WHAT YOU ARE ASKED TO DO: Update the records from the line that has "Expected output: for each instance of the metal" through the end, replacing "marker" with "dot" and leaving everything else the same. Give back only those lines.

INPUT ROWS:
--- --- ---
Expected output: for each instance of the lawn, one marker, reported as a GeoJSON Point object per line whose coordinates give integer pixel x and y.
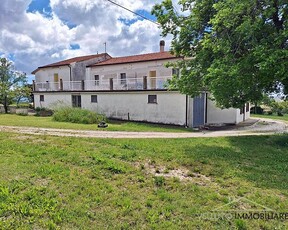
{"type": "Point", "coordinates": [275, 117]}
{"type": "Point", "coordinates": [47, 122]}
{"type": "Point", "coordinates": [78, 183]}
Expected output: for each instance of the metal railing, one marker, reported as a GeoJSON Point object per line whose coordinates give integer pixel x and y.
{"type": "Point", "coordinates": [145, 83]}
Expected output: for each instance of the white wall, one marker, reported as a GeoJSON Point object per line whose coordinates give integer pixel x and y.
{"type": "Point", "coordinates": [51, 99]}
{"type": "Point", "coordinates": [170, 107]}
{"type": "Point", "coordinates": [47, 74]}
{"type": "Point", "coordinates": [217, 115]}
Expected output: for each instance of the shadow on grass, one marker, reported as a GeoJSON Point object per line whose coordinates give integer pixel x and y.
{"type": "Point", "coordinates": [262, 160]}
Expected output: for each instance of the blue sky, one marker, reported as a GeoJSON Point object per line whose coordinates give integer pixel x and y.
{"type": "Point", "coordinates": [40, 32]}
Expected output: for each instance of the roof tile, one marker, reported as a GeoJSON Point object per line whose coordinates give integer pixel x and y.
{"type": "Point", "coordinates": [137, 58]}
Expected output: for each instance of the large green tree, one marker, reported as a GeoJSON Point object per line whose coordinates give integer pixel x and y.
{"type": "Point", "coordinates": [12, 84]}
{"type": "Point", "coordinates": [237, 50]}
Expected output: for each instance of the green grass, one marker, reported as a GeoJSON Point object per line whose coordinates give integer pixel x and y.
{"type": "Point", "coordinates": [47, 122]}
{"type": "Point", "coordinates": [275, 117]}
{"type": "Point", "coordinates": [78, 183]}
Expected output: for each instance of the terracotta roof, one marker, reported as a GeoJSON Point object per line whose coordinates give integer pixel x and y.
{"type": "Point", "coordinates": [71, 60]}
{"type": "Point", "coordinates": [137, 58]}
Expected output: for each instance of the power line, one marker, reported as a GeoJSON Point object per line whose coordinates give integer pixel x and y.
--- --- ---
FINISHED EXERCISE:
Expected output: for each instance of the metal railing, one dot, reported as a GeoJSON Point object per line whose coordinates give integer pixel x and y.
{"type": "Point", "coordinates": [145, 83]}
Expected output: for each instance of the white wall, one dot, reported as a GeoJSON Point object per line whose coordinates give integer pixel x and y.
{"type": "Point", "coordinates": [51, 99]}
{"type": "Point", "coordinates": [170, 107]}
{"type": "Point", "coordinates": [47, 74]}
{"type": "Point", "coordinates": [217, 115]}
Expected output: for each instance of the shadow on grass, one dot, reported as a GeoJSON Point object per line whose coordinates give integer pixel x and y.
{"type": "Point", "coordinates": [262, 160]}
Expected output: for each instance of the blue sky, one dot, reported as a GeoJSON Point object per line whose coordinates give integer pixel x and y.
{"type": "Point", "coordinates": [40, 32]}
Expected output: for each instance of the roof tile, one dot, reported as a GeoJSON Point object per line whose coordinates give integer pixel x and y.
{"type": "Point", "coordinates": [137, 58]}
Expected output: for each instance of the large green tree, one dot, reported as a GeoJSON Point object per line whose coordinates give integer pixel x and y.
{"type": "Point", "coordinates": [12, 84]}
{"type": "Point", "coordinates": [237, 50]}
Expected output: for each instance of the green grass, one dot, reported as a GeoJSON Point object per line whose coordinates give integer pixel x and y.
{"type": "Point", "coordinates": [47, 122]}
{"type": "Point", "coordinates": [275, 117]}
{"type": "Point", "coordinates": [78, 183]}
Expected output: for each instance of the terracotta roof, one dot, reported as a GeoJSON Point object per line whose coordinates give integer pixel x and y.
{"type": "Point", "coordinates": [71, 60]}
{"type": "Point", "coordinates": [137, 58]}
Expected output: for each instance of the power line, one dot, reported as a GeoJSON Point object per line whose coordinates give integer pixel x and y.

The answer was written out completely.